**OBJECTIVE:** Reproduce the listing word for word, from its first line down to and including the line that contains "MULTIPOLYGON (((390 21, 389".
◆ ◆ ◆ ◆
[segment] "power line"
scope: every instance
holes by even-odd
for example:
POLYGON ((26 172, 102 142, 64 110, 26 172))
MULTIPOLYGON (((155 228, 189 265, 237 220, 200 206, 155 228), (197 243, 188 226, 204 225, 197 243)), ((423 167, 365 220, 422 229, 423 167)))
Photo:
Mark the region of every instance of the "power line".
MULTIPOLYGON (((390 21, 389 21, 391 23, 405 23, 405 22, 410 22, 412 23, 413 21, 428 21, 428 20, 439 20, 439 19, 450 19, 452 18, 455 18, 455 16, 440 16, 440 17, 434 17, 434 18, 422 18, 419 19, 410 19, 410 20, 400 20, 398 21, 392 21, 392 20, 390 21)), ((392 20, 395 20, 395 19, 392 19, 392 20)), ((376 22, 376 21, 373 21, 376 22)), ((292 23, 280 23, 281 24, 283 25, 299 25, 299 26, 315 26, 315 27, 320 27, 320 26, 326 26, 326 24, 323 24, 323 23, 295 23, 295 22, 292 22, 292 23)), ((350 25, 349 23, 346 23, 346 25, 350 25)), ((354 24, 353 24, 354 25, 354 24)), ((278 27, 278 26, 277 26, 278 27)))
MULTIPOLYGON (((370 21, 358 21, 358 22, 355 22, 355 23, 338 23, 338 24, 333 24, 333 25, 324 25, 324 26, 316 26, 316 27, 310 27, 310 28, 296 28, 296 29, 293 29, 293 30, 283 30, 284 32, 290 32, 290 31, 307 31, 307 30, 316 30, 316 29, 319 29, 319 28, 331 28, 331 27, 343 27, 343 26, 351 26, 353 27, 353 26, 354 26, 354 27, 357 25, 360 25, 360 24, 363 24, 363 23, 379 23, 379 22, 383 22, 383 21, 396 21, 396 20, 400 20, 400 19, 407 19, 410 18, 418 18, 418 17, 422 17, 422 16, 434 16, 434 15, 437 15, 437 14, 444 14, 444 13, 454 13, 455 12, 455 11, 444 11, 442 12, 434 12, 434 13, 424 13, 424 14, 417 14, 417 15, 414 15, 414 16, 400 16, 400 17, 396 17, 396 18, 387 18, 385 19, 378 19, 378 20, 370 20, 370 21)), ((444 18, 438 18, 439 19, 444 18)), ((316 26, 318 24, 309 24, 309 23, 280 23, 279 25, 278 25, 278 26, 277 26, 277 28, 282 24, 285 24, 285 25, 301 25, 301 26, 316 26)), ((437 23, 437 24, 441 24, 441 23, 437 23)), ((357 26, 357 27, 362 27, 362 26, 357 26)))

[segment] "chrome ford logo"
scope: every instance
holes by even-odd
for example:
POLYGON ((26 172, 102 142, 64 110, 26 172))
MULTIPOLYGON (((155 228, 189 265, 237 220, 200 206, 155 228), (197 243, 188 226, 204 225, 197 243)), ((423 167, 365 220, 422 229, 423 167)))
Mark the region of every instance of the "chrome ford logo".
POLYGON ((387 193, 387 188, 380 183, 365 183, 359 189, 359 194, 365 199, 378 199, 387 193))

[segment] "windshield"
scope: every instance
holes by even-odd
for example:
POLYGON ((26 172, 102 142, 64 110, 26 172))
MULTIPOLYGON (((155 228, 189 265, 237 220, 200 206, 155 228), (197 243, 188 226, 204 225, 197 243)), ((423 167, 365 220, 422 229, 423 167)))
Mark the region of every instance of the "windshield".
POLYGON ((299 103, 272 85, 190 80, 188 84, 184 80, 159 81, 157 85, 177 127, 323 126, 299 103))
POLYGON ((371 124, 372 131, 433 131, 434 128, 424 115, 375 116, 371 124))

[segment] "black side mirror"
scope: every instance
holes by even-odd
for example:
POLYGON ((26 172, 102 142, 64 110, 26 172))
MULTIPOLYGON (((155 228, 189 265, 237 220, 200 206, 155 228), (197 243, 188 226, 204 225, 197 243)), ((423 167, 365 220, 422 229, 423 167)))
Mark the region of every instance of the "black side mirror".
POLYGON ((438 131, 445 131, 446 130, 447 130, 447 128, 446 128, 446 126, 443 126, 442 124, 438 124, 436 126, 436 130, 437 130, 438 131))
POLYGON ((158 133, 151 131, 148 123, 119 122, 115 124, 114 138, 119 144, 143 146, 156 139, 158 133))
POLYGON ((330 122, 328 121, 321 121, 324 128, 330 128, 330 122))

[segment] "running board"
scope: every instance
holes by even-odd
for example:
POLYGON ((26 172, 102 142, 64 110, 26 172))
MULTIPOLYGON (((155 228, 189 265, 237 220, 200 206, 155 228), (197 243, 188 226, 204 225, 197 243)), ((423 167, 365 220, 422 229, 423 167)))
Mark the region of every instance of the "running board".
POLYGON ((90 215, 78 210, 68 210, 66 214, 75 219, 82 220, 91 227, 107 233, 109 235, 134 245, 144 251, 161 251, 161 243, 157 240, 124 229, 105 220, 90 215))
◆ ◆ ◆ ◆
**WRITTEN ANSWER:**
[segment] "power line"
scope: every instance
holes by even-odd
for example:
POLYGON ((26 172, 102 142, 64 110, 26 172))
MULTIPOLYGON (((155 228, 189 265, 237 220, 200 206, 155 228), (197 243, 188 226, 204 225, 197 243)), ((423 167, 365 220, 422 229, 423 167)))
Photo:
Mark the region of every instance of the "power line".
MULTIPOLYGON (((390 21, 389 21, 391 23, 405 23, 405 22, 410 22, 412 23, 413 21, 428 21, 428 20, 439 20, 439 19, 450 19, 452 18, 455 18, 455 16, 440 16, 440 17, 434 17, 434 18, 422 18, 419 19, 410 19, 410 20, 400 20, 398 21, 392 21, 392 20, 390 21)), ((392 20, 395 20, 395 19, 392 19, 392 20)), ((376 22, 376 21, 373 21, 376 22)), ((292 23, 280 23, 281 24, 283 25, 299 25, 299 26, 315 26, 315 27, 320 27, 320 26, 326 26, 326 24, 323 24, 323 23, 295 23, 295 22, 292 22, 292 23)), ((350 25, 349 23, 346 23, 346 25, 350 25)), ((354 24, 353 24, 354 25, 354 24)), ((278 27, 278 26, 277 26, 278 27)))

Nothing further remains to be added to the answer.